+++ RECORDS FOR THE EXERCISE

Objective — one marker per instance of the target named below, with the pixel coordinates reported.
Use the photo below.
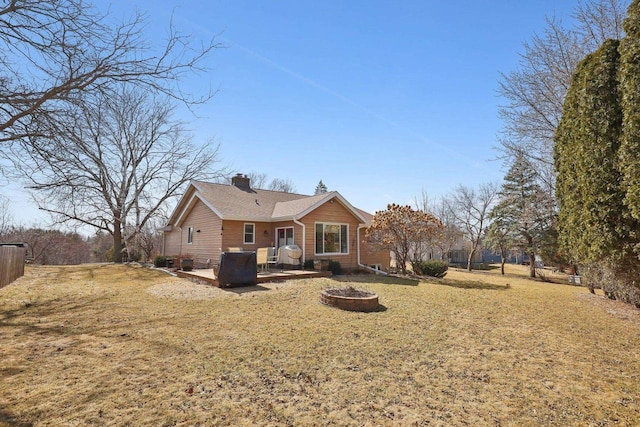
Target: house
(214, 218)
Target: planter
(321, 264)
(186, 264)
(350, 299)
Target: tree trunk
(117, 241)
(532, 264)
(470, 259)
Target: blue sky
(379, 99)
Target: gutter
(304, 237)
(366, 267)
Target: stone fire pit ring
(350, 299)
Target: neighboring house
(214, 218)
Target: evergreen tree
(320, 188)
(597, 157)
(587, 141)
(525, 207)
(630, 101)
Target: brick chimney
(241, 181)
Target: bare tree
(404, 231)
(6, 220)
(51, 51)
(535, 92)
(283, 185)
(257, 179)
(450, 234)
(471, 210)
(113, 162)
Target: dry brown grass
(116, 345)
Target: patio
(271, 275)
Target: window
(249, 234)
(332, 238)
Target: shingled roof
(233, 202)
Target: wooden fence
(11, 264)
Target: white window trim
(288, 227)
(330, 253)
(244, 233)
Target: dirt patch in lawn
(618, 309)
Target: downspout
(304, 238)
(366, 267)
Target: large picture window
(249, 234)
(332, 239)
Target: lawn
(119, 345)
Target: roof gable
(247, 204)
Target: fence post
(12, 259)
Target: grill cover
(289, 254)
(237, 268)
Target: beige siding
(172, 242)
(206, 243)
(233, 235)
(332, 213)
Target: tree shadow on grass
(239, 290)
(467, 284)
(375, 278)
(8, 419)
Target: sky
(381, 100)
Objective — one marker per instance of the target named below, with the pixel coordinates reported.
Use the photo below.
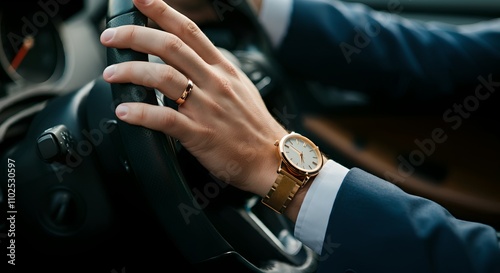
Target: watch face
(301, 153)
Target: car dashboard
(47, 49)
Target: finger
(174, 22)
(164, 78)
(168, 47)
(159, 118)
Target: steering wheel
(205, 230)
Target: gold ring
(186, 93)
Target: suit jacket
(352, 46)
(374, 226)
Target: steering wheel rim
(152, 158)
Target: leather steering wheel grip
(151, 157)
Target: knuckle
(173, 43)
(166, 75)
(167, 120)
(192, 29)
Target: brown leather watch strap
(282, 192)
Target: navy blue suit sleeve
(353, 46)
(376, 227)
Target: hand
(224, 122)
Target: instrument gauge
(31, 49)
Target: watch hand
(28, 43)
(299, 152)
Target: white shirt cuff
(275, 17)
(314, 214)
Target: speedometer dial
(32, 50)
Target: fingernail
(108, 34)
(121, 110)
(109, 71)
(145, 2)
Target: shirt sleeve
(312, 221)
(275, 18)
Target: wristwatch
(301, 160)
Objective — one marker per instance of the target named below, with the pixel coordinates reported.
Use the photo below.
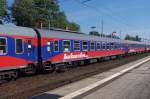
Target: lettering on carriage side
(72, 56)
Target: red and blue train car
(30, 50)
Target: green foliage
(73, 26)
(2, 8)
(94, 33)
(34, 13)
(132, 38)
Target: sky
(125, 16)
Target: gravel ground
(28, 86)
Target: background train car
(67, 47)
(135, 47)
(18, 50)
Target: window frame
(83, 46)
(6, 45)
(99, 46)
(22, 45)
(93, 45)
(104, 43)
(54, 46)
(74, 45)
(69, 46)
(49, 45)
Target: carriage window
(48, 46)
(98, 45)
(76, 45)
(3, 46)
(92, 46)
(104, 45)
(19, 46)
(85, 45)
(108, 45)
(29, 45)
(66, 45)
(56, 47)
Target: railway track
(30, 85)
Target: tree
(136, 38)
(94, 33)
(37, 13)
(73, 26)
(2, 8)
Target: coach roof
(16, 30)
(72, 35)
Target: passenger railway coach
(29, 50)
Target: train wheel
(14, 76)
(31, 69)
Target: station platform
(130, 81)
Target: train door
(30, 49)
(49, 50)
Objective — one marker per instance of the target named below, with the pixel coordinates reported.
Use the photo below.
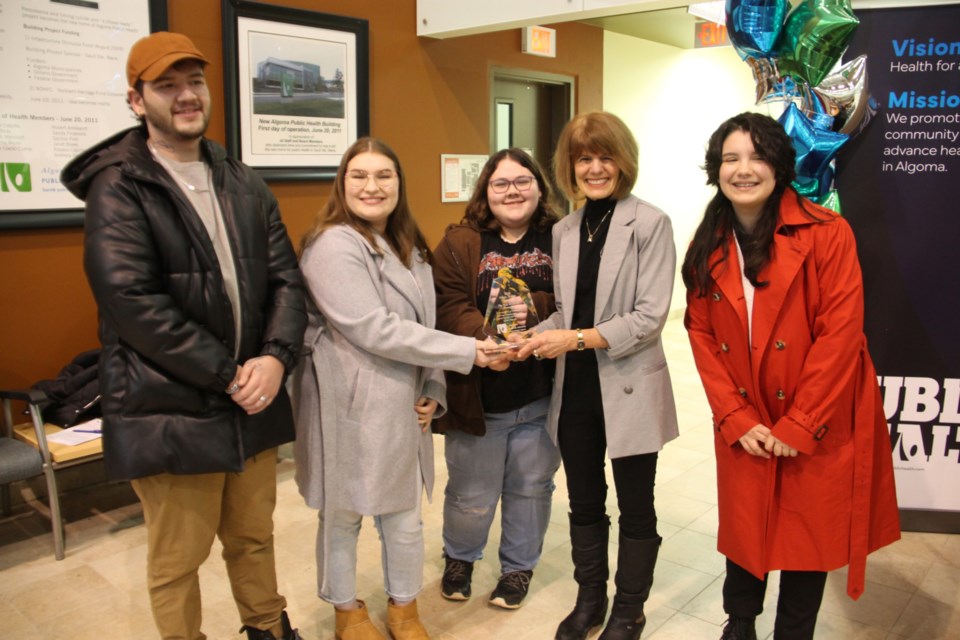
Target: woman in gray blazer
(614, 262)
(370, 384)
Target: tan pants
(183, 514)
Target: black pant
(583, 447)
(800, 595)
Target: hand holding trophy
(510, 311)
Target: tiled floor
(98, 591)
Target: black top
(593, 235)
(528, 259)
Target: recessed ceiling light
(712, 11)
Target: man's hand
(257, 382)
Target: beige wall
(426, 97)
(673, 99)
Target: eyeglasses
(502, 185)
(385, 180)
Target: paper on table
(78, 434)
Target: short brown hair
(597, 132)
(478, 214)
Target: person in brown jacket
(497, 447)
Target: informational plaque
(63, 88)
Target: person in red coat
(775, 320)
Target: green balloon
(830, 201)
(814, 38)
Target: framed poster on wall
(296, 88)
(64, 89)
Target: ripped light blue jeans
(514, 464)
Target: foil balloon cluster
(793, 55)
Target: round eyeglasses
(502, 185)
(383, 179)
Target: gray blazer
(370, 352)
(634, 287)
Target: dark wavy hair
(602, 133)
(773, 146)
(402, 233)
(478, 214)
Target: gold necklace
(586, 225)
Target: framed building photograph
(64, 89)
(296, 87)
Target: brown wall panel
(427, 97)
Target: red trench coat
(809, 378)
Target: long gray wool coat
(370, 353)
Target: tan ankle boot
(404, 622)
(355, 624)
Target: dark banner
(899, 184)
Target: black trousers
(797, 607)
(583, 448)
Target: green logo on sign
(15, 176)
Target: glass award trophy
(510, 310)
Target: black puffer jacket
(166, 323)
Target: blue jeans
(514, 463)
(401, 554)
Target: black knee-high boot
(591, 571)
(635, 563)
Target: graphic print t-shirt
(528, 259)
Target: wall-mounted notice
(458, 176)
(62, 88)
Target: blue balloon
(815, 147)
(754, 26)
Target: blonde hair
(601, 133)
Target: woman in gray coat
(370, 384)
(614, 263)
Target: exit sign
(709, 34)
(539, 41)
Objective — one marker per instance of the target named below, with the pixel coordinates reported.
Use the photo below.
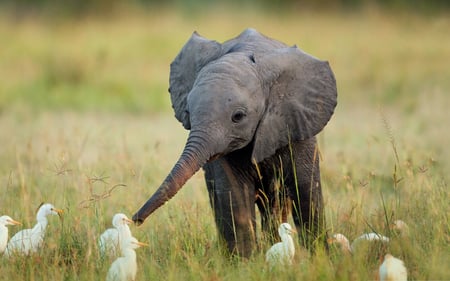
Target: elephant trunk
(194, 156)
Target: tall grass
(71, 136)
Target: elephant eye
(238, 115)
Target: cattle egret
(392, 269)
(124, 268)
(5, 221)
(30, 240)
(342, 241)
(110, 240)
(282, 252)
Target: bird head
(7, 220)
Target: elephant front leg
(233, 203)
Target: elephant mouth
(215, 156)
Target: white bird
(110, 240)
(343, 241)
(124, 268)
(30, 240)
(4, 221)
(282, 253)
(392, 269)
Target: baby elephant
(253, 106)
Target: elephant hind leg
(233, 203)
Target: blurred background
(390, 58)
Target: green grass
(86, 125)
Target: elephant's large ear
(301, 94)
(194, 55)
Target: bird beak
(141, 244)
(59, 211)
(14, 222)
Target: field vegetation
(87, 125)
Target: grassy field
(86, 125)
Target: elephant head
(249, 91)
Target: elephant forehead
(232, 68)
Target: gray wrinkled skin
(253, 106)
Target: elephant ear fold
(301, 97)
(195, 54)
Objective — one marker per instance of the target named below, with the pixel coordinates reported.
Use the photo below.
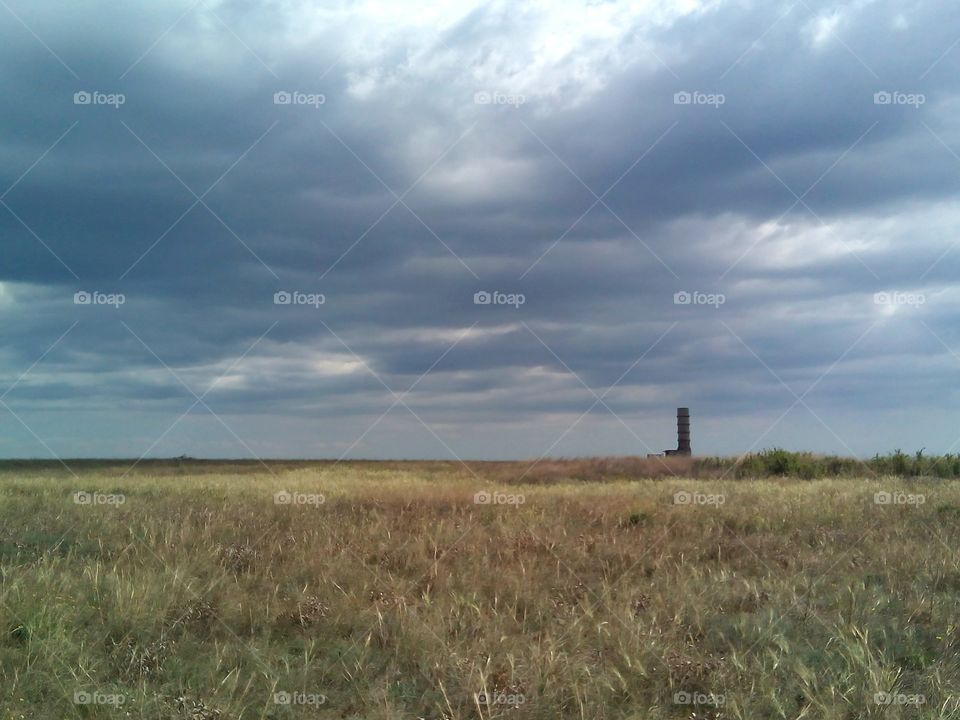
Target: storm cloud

++++++
+++ RECORDS FOR THE EXERCISE

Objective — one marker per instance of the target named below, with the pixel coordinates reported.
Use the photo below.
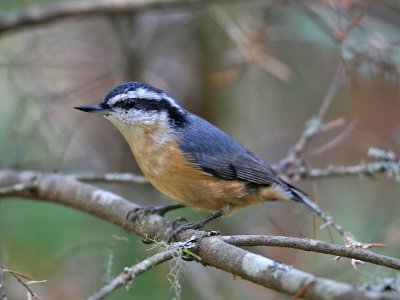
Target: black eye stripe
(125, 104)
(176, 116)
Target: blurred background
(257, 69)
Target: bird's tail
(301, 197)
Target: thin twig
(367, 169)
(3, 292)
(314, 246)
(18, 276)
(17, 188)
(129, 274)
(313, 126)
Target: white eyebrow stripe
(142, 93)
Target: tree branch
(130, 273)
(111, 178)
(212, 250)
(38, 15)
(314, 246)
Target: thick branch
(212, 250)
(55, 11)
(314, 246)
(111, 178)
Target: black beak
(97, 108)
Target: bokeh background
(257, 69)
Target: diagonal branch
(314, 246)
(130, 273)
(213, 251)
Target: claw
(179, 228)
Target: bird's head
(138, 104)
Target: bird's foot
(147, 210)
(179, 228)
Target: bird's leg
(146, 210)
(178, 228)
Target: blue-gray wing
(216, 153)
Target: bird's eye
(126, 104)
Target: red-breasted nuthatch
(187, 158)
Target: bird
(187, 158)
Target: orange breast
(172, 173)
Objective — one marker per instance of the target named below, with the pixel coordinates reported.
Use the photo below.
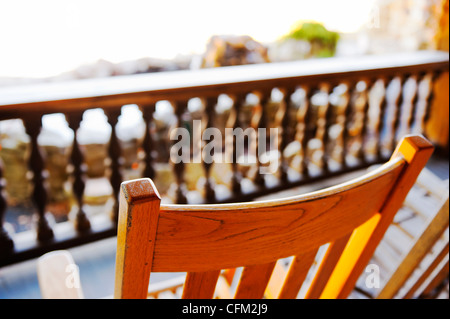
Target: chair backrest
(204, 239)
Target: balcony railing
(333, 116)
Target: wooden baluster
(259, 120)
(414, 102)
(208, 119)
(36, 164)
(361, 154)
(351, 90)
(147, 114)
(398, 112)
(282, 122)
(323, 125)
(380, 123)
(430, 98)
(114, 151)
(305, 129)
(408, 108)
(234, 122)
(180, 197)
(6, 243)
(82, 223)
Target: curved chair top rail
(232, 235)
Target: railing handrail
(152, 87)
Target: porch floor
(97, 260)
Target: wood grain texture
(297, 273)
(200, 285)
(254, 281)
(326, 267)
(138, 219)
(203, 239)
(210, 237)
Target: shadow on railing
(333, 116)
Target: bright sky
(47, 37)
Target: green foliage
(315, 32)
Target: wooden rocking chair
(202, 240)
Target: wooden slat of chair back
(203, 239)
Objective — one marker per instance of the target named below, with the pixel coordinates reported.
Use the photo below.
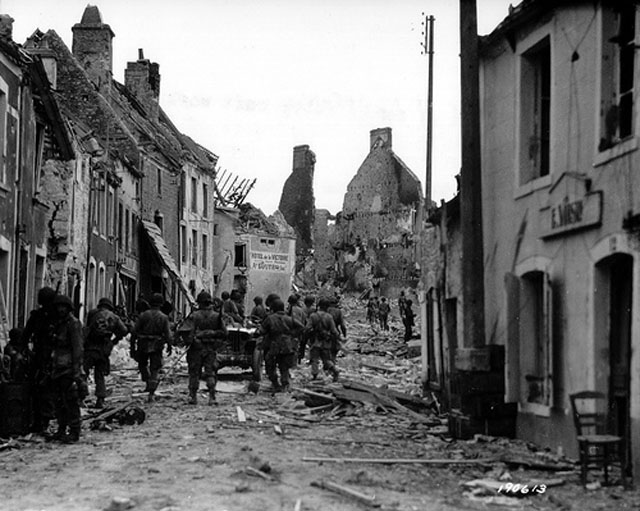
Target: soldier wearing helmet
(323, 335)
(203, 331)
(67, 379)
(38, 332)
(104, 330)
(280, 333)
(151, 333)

++++++

WORK INSTRUCTION —
Everything above from the line containing "Target: elephant head" through the line containing "Target: storm cloud" must be repeated exactly, and the pictures must be left out.

SOLVED EXERCISE —
Target: elephant head
(249, 91)
Target: elephant forehead
(232, 68)
Target: gray wrinkled skin
(253, 106)
Target: elephant ear fold
(301, 97)
(195, 54)
Objective — one marker per instance of the target named below, with the pixel coordinates reported.
Use the photo below.
Target: storm cloud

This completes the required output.